EXERCISE BRIEF: Reproduce, with no changes, the line where "Expected: one marker per instance of the blue sky" appears and every subsequent line of the listing, the last one included.

RECORDED INFORMATION:
=== Section Start ===
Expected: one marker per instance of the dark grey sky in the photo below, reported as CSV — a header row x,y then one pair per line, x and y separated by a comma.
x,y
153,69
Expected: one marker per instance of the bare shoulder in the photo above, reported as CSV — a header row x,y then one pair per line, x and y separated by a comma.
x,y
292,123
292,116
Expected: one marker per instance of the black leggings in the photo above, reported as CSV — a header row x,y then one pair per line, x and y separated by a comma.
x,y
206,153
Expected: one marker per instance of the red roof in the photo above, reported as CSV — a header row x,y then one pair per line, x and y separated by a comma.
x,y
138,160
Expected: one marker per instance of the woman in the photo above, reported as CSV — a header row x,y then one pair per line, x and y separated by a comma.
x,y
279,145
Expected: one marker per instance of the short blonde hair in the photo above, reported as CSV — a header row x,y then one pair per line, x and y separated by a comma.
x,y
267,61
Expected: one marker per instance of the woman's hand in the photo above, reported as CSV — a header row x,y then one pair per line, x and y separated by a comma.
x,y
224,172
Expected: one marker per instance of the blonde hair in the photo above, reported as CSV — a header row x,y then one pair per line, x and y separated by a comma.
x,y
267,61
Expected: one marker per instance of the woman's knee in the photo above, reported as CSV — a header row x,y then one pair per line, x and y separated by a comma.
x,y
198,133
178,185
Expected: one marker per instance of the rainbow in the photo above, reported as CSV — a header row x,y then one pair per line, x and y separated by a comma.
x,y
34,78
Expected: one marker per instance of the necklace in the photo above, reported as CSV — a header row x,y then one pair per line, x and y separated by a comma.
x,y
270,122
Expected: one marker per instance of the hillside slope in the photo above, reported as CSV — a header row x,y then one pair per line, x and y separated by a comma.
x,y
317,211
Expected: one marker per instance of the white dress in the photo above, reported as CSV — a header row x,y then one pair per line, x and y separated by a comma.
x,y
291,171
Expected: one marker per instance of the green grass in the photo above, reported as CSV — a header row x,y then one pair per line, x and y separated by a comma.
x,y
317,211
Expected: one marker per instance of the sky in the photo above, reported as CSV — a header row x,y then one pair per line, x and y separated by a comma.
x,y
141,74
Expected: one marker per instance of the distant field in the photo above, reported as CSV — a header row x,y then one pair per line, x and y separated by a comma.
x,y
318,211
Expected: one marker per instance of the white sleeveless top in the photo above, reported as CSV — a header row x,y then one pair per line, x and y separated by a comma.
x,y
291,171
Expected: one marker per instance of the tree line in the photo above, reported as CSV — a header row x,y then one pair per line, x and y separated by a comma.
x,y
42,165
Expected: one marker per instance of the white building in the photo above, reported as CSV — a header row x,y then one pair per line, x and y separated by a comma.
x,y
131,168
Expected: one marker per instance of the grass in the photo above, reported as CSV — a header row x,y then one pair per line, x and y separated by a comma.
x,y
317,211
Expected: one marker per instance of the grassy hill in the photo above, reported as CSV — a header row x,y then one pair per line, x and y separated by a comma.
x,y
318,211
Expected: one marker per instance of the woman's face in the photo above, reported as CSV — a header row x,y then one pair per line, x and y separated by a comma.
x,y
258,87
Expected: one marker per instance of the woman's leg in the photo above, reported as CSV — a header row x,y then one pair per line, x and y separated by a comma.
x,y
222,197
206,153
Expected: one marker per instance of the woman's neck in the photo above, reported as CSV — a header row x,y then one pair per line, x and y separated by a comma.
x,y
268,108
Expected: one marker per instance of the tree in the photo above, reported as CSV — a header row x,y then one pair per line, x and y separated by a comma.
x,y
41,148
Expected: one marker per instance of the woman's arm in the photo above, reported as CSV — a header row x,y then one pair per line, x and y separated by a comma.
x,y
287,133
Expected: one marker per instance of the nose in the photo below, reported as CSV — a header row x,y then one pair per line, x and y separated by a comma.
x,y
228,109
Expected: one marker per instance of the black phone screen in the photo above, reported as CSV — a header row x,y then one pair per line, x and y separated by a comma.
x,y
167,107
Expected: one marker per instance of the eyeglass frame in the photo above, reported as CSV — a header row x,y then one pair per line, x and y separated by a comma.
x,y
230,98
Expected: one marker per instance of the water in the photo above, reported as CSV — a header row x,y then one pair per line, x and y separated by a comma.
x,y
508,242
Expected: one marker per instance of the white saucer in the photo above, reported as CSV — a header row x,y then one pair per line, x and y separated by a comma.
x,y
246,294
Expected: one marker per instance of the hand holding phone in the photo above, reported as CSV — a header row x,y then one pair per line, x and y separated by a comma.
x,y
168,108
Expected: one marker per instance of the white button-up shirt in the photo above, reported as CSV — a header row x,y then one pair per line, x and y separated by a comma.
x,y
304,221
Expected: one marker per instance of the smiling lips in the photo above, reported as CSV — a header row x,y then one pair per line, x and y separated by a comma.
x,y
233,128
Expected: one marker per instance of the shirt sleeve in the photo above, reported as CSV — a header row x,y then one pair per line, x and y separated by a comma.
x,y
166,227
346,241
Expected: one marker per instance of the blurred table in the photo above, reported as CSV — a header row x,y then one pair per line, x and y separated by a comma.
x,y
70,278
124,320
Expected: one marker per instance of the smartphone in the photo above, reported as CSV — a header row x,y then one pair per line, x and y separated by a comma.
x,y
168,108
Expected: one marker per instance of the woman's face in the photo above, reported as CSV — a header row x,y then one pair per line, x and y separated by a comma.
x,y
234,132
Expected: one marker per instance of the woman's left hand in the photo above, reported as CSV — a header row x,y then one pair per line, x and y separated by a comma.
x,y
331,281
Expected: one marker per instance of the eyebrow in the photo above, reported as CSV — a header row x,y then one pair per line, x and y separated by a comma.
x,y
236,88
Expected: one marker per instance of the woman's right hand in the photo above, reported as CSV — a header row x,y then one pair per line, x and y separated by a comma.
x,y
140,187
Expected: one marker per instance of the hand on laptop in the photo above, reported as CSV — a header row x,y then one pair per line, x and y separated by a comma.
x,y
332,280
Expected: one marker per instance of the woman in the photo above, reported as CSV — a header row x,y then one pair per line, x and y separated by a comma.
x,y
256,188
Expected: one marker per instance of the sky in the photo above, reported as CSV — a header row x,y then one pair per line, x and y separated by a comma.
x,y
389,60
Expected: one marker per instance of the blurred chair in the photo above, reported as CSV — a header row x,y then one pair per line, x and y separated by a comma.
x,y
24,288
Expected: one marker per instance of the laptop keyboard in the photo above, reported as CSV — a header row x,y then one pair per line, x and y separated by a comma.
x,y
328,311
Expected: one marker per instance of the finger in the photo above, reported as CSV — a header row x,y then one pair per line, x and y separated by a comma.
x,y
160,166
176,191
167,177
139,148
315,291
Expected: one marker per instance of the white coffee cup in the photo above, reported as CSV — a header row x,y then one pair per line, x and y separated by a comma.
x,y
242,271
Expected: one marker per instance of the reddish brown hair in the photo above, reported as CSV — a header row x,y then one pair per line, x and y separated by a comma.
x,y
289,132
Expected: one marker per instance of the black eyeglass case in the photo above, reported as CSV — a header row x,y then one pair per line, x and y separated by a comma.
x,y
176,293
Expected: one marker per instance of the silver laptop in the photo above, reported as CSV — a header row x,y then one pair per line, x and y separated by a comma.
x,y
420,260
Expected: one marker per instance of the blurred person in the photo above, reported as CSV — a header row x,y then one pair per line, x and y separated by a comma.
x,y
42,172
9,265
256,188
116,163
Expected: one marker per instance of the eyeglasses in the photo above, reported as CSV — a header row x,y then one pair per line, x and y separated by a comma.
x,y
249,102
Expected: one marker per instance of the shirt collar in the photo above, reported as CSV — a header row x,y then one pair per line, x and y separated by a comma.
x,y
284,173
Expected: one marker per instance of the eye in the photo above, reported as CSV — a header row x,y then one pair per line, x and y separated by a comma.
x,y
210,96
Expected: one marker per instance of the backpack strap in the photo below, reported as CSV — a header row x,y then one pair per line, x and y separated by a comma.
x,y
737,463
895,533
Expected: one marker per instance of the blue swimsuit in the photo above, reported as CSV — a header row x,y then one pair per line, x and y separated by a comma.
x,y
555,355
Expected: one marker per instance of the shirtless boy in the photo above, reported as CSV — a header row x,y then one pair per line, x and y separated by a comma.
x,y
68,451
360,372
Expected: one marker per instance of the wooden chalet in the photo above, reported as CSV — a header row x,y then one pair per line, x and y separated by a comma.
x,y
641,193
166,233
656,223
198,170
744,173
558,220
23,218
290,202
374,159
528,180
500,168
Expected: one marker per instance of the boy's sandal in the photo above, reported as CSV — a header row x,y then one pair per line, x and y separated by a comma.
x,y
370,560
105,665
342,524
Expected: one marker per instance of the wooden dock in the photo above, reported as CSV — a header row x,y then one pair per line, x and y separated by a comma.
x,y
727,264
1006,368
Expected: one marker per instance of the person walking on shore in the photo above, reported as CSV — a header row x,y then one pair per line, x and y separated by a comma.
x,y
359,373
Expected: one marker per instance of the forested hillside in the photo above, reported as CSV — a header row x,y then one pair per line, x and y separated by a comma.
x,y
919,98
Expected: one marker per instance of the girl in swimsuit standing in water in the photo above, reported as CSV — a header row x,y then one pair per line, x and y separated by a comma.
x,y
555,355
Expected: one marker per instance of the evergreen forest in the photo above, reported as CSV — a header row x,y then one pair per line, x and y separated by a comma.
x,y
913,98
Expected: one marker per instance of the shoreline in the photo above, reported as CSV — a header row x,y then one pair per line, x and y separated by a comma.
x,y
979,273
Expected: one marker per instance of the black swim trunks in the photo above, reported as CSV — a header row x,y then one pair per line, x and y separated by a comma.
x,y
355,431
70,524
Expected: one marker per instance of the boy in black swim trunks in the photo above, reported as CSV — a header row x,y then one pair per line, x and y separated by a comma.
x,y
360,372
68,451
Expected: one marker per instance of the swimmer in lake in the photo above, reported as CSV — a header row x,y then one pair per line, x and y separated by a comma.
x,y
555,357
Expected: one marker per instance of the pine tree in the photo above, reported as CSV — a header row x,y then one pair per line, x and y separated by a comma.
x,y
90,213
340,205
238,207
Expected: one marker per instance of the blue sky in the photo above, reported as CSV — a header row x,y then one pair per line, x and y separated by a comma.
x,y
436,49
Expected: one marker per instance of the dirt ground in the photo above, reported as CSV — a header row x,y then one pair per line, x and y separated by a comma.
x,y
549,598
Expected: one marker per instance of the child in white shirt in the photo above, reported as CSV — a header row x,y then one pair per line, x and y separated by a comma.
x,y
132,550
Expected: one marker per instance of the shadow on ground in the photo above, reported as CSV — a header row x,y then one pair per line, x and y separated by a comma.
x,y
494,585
=== Section End ===
RESPONSE TO THE EXERCISE:
Expected: one marker per instance of the blue sky in the photo above, reported as CSV — a header row x,y then one pair per line, x and y separated by a comma.
x,y
436,49
Expected: one marker per instance of the dirt ground in the photo above, reported as CSV — a header row x,y then one pair per line, x and y separated by a comma.
x,y
549,598
Expected: one marker per instance of the child in white shirt in the photo above, reported as CSV — a header row x,y then one pair per line, x and y separated by a comma.
x,y
132,550
Expected: one marker per instance of the shadow on ground in the photo above, reported as CSV — a header row x,y then one pair per line, x and y separated by a comma.
x,y
494,585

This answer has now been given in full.